STATED EXERCISE: Render every line of the rows below as a single numbered list, leaving out the blank lines.

SOURCE DATA:
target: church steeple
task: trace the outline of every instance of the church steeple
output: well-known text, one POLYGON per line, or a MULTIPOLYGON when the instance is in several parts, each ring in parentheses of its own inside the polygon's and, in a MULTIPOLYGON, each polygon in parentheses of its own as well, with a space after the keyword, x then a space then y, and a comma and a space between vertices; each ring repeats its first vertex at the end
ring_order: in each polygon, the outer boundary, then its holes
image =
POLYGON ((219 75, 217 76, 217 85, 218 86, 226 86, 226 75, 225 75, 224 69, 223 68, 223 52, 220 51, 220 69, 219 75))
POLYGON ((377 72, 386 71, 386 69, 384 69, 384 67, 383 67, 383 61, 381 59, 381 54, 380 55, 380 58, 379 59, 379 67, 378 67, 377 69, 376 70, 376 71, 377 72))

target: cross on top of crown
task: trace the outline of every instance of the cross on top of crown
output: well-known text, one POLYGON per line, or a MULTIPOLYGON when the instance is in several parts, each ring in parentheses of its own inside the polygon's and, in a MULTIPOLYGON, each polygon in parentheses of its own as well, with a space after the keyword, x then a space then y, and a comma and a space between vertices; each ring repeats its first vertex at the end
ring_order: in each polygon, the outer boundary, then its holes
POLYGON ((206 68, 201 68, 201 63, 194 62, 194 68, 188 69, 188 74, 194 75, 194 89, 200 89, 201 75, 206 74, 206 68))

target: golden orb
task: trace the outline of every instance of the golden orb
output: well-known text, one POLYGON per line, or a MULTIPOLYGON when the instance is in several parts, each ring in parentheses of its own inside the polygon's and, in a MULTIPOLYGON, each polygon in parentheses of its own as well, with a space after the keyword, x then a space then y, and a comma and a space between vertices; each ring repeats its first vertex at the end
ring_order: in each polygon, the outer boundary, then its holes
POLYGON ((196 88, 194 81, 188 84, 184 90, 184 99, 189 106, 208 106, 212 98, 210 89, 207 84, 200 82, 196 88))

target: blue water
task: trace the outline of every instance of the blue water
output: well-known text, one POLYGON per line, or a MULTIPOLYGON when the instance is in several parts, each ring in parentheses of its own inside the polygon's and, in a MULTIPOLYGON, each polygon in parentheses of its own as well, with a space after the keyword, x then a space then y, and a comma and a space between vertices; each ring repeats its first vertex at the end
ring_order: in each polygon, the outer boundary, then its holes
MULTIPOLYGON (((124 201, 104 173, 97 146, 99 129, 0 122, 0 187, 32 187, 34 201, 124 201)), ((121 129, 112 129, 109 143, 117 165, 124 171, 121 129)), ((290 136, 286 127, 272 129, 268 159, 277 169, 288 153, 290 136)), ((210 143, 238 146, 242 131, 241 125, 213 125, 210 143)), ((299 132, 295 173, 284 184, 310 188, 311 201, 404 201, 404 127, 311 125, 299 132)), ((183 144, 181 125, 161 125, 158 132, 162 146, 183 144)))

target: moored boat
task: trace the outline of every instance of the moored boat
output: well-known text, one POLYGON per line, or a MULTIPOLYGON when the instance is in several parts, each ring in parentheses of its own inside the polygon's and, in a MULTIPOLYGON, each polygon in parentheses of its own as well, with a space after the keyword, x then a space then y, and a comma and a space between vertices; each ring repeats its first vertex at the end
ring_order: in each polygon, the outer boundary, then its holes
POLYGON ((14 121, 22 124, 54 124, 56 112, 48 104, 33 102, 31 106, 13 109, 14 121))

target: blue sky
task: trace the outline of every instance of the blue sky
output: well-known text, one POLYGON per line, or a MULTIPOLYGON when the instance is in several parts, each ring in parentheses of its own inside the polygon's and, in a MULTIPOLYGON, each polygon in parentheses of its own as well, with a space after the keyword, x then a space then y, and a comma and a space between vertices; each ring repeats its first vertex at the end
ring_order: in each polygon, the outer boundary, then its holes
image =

RESULT BELOW:
1. target: church steeple
2. task: trace the outline of every instance of the church steeple
3. output: well-known text, one POLYGON per line, or a MULTIPOLYGON when the instance is in several parts, each ring in parentheses of its own inside the polygon's and, in a MULTIPOLYGON, each polygon in parentheses of its own as well, with a space after the keyword, x then a space then y, and a comma and a space between vertices; each ring repeats its first vertex at the end
4. ring_order: in each polygon, the outer boundary, then its holes
5. image =
6. POLYGON ((219 75, 217 76, 217 85, 218 86, 226 86, 226 75, 225 75, 224 69, 223 68, 223 52, 220 51, 220 69, 219 75))
7. POLYGON ((377 72, 386 71, 386 69, 384 69, 384 67, 383 67, 383 61, 381 59, 381 54, 380 55, 380 58, 379 59, 379 67, 378 67, 377 69, 376 70, 376 71, 377 72))
8. target: cross on top of crown
9. task: trace the outline of every instance of the cross on top of crown
10. output: well-known text, one POLYGON per line, or a MULTIPOLYGON when the instance is in several parts, each ring in parentheses of its own inside the polygon's and, in a MULTIPOLYGON, each polygon in parentheses of its own as well, with a space after the keyword, x then a space then y, and a comma and a space between vertices; each ring repeats its first vertex at the end
11. ring_order: in each polygon, the outer boundary, then its holes
12. POLYGON ((206 68, 201 68, 201 63, 194 62, 194 68, 188 69, 188 74, 194 75, 194 89, 200 89, 201 75, 206 74, 206 68))
13. target: golden orb
14. task: trace the outline of every instance of the golden orb
15. output: well-known text, one POLYGON per line, or a MULTIPOLYGON when the instance is in several parts, each ring in parentheses of its own inside the polygon's and, in a MULTIPOLYGON, each polygon in parentheses of its own as well, with a space after the keyword, x then a space then y, and a comma and a space between vertices; each ring repeats its first vertex at the end
16. ring_order: in each polygon, the outer boundary, then its holes
17. POLYGON ((196 88, 194 81, 188 84, 184 90, 184 99, 189 106, 208 106, 212 98, 210 89, 207 84, 200 82, 196 88))
18. target: blue water
19. task: trace the outline of every instance of the blue water
20. output: well-known text, one POLYGON per line, or a MULTIPOLYGON when the instance is in several parts, each ring in parentheses of its own inside the polygon's and, in a MULTIPOLYGON, each polygon in parentheses of its own as well, with a space after the keyword, x then a space then y, and a comma and a space between vertices; each ring repeats its first vertex at the end
21. ring_order: in each polygon, the outer boundary, then its holes
22. MULTIPOLYGON (((124 201, 104 173, 97 146, 99 129, 0 122, 0 187, 32 187, 34 201, 124 201)), ((121 129, 112 129, 109 143, 117 165, 124 171, 121 129)), ((290 136, 286 127, 272 129, 268 159, 277 169, 288 153, 290 136)), ((210 143, 238 146, 242 131, 241 125, 213 125, 210 143)), ((299 132, 295 173, 284 184, 310 188, 311 201, 404 201, 404 127, 311 125, 299 132)), ((183 144, 181 125, 161 125, 158 132, 162 146, 183 144)))
23. target: moored boat
24. task: trace the outline of every instance of the moored boat
25. output: well-known text, one POLYGON per line, or a MULTIPOLYGON when the instance is in several parts, each ring in parentheses of its own inside the polygon's and, in a MULTIPOLYGON, each polygon in parentheses of its own as well, with a space after the keyword, x then a space then y, and a comma and a space between vertices; each ring repeats its first vertex at the end
26. ring_order: in each polygon, the outer boundary, then its holes
27. POLYGON ((14 121, 22 124, 54 124, 56 112, 48 104, 33 102, 31 106, 13 109, 14 121))
28. target: blue sky
29. task: trace the outline of every instance of the blue sky
30. output: well-known text, one POLYGON per line, or a MULTIPOLYGON when the instance is in several parts, each ring in parentheses of its own inside the polygon's and, in a MULTIPOLYGON, each polygon in parentheses of its own as well, with a space after the keyword, x then a space then y, and a comma and a space between vertices; each ring repeats its first vertex at the end
31. ring_order: in each polygon, the outer boundary, then its holes
32. image =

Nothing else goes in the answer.